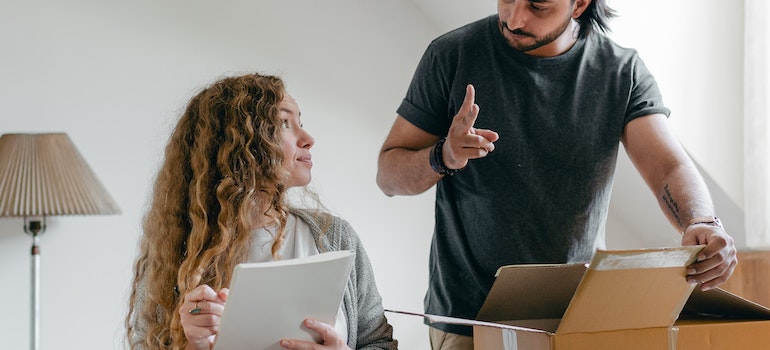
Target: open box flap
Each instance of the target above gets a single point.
(631, 289)
(466, 322)
(719, 303)
(529, 292)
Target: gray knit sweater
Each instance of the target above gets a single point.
(367, 326)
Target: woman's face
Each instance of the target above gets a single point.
(296, 143)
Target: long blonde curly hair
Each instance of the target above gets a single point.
(222, 174)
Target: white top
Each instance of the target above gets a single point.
(298, 243)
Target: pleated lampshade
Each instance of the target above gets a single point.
(44, 175)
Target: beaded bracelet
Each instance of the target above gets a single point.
(437, 159)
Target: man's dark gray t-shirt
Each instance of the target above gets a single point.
(542, 195)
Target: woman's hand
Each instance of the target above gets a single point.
(331, 341)
(200, 315)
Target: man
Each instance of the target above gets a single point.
(526, 177)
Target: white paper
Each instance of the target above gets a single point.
(268, 301)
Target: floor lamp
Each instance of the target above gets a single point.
(44, 175)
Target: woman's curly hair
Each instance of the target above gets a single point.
(222, 171)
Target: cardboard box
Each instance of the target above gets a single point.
(630, 299)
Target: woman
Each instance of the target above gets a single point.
(220, 199)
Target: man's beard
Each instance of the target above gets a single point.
(539, 42)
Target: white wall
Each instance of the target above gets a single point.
(115, 75)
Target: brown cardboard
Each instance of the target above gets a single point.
(630, 299)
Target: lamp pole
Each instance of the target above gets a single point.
(34, 229)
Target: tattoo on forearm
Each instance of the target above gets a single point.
(671, 203)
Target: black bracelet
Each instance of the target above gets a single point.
(437, 159)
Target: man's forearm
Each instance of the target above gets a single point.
(402, 171)
(683, 195)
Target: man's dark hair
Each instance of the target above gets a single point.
(595, 18)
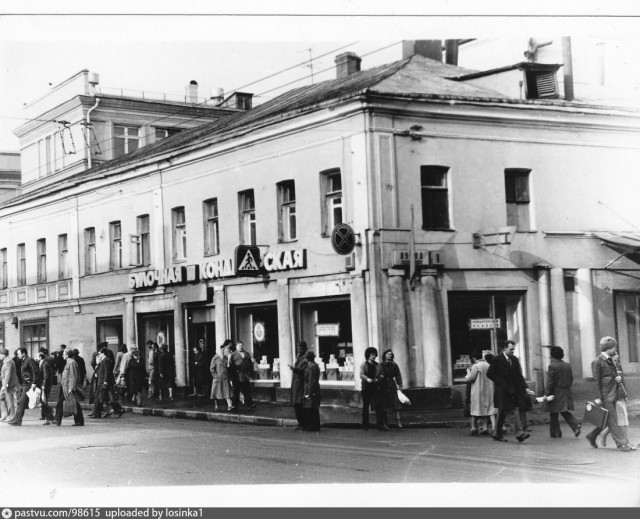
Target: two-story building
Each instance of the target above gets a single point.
(520, 213)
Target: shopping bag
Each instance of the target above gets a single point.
(596, 415)
(34, 397)
(403, 398)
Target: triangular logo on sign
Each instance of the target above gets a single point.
(248, 263)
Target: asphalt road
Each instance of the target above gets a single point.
(152, 452)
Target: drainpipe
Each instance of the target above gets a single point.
(88, 134)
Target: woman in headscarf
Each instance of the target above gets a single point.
(297, 384)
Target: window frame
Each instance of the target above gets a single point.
(432, 219)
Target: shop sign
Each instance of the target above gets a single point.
(285, 260)
(258, 332)
(327, 329)
(151, 278)
(216, 269)
(484, 324)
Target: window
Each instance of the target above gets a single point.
(63, 255)
(435, 197)
(115, 239)
(332, 206)
(287, 230)
(140, 243)
(4, 279)
(516, 183)
(246, 201)
(125, 140)
(90, 266)
(179, 234)
(34, 337)
(22, 265)
(211, 229)
(42, 260)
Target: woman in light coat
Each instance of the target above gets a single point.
(481, 395)
(220, 389)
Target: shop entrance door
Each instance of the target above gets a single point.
(484, 321)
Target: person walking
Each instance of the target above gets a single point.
(607, 382)
(46, 377)
(243, 364)
(199, 371)
(134, 374)
(220, 389)
(9, 391)
(558, 397)
(390, 382)
(480, 396)
(509, 390)
(69, 391)
(370, 372)
(166, 373)
(297, 384)
(311, 403)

-=-=-=-=-

THE TASK: Rewrite every line from the one containing "Target: tattoo on forearm" through the end of the data, omitting the pictures, and shift each point coordinate by adding 50 to both of its numbers.

WORKED ANSWER:
Target: tattoo on forearm
Each instance of the target above gets a single point.
(721, 253)
Target: black bracelet
Each instance of the target above gets a single point.
(487, 209)
Target: man's forearm
Each instance of the target above gets a single point.
(452, 221)
(733, 245)
Target: man's dark hair
Each instance of the target above gets a single point.
(645, 68)
Target: two-story building
Each instance of the target above gets a single point.
(570, 263)
Target: shopping bag
Each instance of the target above gets a single point.
(646, 465)
(84, 447)
(453, 448)
Target: triangular logo on sign
Each instance of the target above gets a single point.
(298, 313)
Target: asphalt road
Each instance of the target above gets a single point.
(202, 502)
Target: drainpipe
Each instance of the target above gets a single point.
(138, 184)
Target: woman in headscarf
Each instance of the target above gets a single point.
(347, 434)
Target: window frame
Each instance of the target above gets a single point.
(482, 269)
Target: shop sign
Each instance of the target above gets a single point.
(335, 310)
(308, 382)
(377, 379)
(201, 328)
(266, 319)
(534, 374)
Target: window
Each instance of the target above gets a single point.
(113, 305)
(485, 247)
(165, 289)
(382, 256)
(337, 280)
(190, 293)
(54, 329)
(566, 233)
(296, 251)
(175, 190)
(140, 316)
(229, 284)
(84, 387)
(72, 315)
(261, 279)
(92, 310)
Target: woman in light coat
Each instance of the target above gets a single point.
(531, 445)
(270, 439)
Target: shop entrance door
Each instance of the target above gets a single point.
(534, 371)
Target: person walking
Each instance of the target above gets a single point.
(657, 432)
(96, 427)
(293, 414)
(249, 421)
(184, 424)
(270, 439)
(59, 441)
(608, 447)
(440, 432)
(530, 446)
(559, 440)
(119, 441)
(420, 422)
(216, 423)
(347, 434)
(361, 453)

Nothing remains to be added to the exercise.